Prompt:
Print every line of the data word for word.

(Collected data)
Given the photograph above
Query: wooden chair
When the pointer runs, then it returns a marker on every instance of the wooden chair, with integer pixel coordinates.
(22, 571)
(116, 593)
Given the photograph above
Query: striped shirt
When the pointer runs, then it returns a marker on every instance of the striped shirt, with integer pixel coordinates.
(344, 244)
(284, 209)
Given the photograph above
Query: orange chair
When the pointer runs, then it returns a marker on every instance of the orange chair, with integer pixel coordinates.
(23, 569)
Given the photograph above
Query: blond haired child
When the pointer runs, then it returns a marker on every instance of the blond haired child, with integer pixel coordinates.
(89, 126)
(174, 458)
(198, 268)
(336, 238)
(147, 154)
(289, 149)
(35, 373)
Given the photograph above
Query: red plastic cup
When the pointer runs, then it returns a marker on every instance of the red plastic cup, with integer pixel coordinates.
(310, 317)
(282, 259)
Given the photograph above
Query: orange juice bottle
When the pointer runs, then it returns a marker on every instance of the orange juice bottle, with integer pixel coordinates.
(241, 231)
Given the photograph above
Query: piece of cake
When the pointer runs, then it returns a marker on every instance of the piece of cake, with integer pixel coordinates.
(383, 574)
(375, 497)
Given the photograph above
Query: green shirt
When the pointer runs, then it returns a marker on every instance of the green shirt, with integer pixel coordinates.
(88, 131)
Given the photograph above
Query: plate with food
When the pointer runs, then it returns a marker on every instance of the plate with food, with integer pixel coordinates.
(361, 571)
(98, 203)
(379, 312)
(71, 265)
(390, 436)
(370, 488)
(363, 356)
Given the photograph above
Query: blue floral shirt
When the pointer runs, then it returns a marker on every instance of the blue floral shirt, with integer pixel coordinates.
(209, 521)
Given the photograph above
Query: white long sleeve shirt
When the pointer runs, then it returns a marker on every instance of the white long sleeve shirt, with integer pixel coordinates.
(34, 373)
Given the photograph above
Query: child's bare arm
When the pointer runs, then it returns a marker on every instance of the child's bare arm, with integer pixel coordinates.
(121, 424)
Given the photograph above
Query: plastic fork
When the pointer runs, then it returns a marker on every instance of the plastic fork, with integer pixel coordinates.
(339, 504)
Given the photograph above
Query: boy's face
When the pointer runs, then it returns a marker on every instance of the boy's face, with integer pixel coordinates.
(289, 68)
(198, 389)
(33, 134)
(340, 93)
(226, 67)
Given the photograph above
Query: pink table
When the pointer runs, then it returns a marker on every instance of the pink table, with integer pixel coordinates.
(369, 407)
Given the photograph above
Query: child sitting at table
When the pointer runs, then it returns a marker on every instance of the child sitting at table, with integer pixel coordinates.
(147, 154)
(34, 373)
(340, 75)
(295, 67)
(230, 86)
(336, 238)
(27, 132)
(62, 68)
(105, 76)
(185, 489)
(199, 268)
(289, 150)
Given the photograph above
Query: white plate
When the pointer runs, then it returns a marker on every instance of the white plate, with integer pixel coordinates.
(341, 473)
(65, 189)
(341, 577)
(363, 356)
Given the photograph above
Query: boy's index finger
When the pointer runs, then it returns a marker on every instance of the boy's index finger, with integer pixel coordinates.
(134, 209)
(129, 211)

Result for this exercise:
Given the photograph above
Query: wooden chair
When the pointer runs, then it returns a marker on every instance of the wooden chair, with integer pixel coordinates.
(22, 571)
(116, 593)
Given the photograph above
Query: striped shirt
When the pointer runs, then it returns a marker on every instance of the striped shirt, with integer pixel coordinates.
(344, 244)
(284, 209)
Given the photograph above
Query: orange chair
When the pointer runs, then it returns a marker on every instance of the orange chair, with integer pixel coordinates.
(23, 569)
Given the photograph above
Query: blond haired child
When the pointer runs, then it returns a marker on every instance of the blond haired child, with integer pixel coordinates.
(89, 126)
(174, 458)
(198, 268)
(336, 238)
(147, 154)
(289, 149)
(35, 373)
Given the photograph above
Query: red plastic cup
When the pointer runs, then it returns a marker on every instance of the red plastic cup, with integer pixel coordinates.
(310, 317)
(282, 259)
Given the photograph above
Query: orange juice bottle
When the pointer runs, then it returns a marker on every instance of the orange juice bottle, with integer pixel coordinates.
(241, 231)
Given the photograph above
Query: piece of cake
When the pointer runs, then it returns a marker on every instance of the piece of cake, with integer pixel coordinates.
(383, 574)
(375, 497)
Given the photograph above
Query: green shirt
When the pointer runs, then it returns a marker on every instance of the green shirt, with integer pixel coordinates.
(88, 131)
Given the photograph above
Query: plate with food
When the pointer runs, then it returns a marker on every instance of the plate with food, with integer pixel coordinates.
(361, 571)
(98, 203)
(379, 312)
(71, 265)
(390, 436)
(370, 488)
(363, 356)
Given the photograph above
Query: blue floral shirt
When the pointer runs, then it returns a marker on every instance of the blue floral shirt, with integer pixel coordinates.
(209, 521)
Given the photograph above
Query: white long sleeve shirt
When the pointer runs, then it returns a marker on every instance of the white long sleeve shirt, with integer pixel coordinates.
(34, 373)
Given the photograph above
Query: child's bare arm
When the pointer runs, then it returns a marker on every instance of the child's bare arm, with integer pixel coordinates.
(121, 424)
Given the photograph above
Query: plastic fork
When the pointer runs, then it returns a marker on every instance of the plastic fork, with integer pixel coordinates.
(339, 504)
Given the photograph above
Query: boy's face
When the pointer runs, then it returns a marker on every instance of the boy's face, with integer pixel coordinates.
(289, 68)
(198, 389)
(33, 134)
(340, 93)
(226, 67)
Given the photograph above
Query: pink table
When the pointer runs, then it returns a marker on every instance of the pink table, with integer pixel coordinates.
(369, 407)
Given the photograph above
Query: child sitting at table
When the pointer runs, then it returns a marker on every instance of the child sitting at table, with integer pixel coordinates.
(147, 154)
(34, 373)
(340, 75)
(295, 67)
(230, 86)
(336, 238)
(27, 132)
(62, 68)
(105, 76)
(185, 489)
(199, 268)
(289, 150)
Given the photograph above
Query: white plate
When the pointer runs, then it returns a marker on every instance of the white plate, with integer pixel coordinates.
(341, 473)
(65, 189)
(341, 577)
(363, 356)
Given the photograph above
Query: boy's index finger
When the pointer runs, then it returns a marker on every instance of the boy's index finger, with integer pixel coordinates.
(134, 209)
(129, 211)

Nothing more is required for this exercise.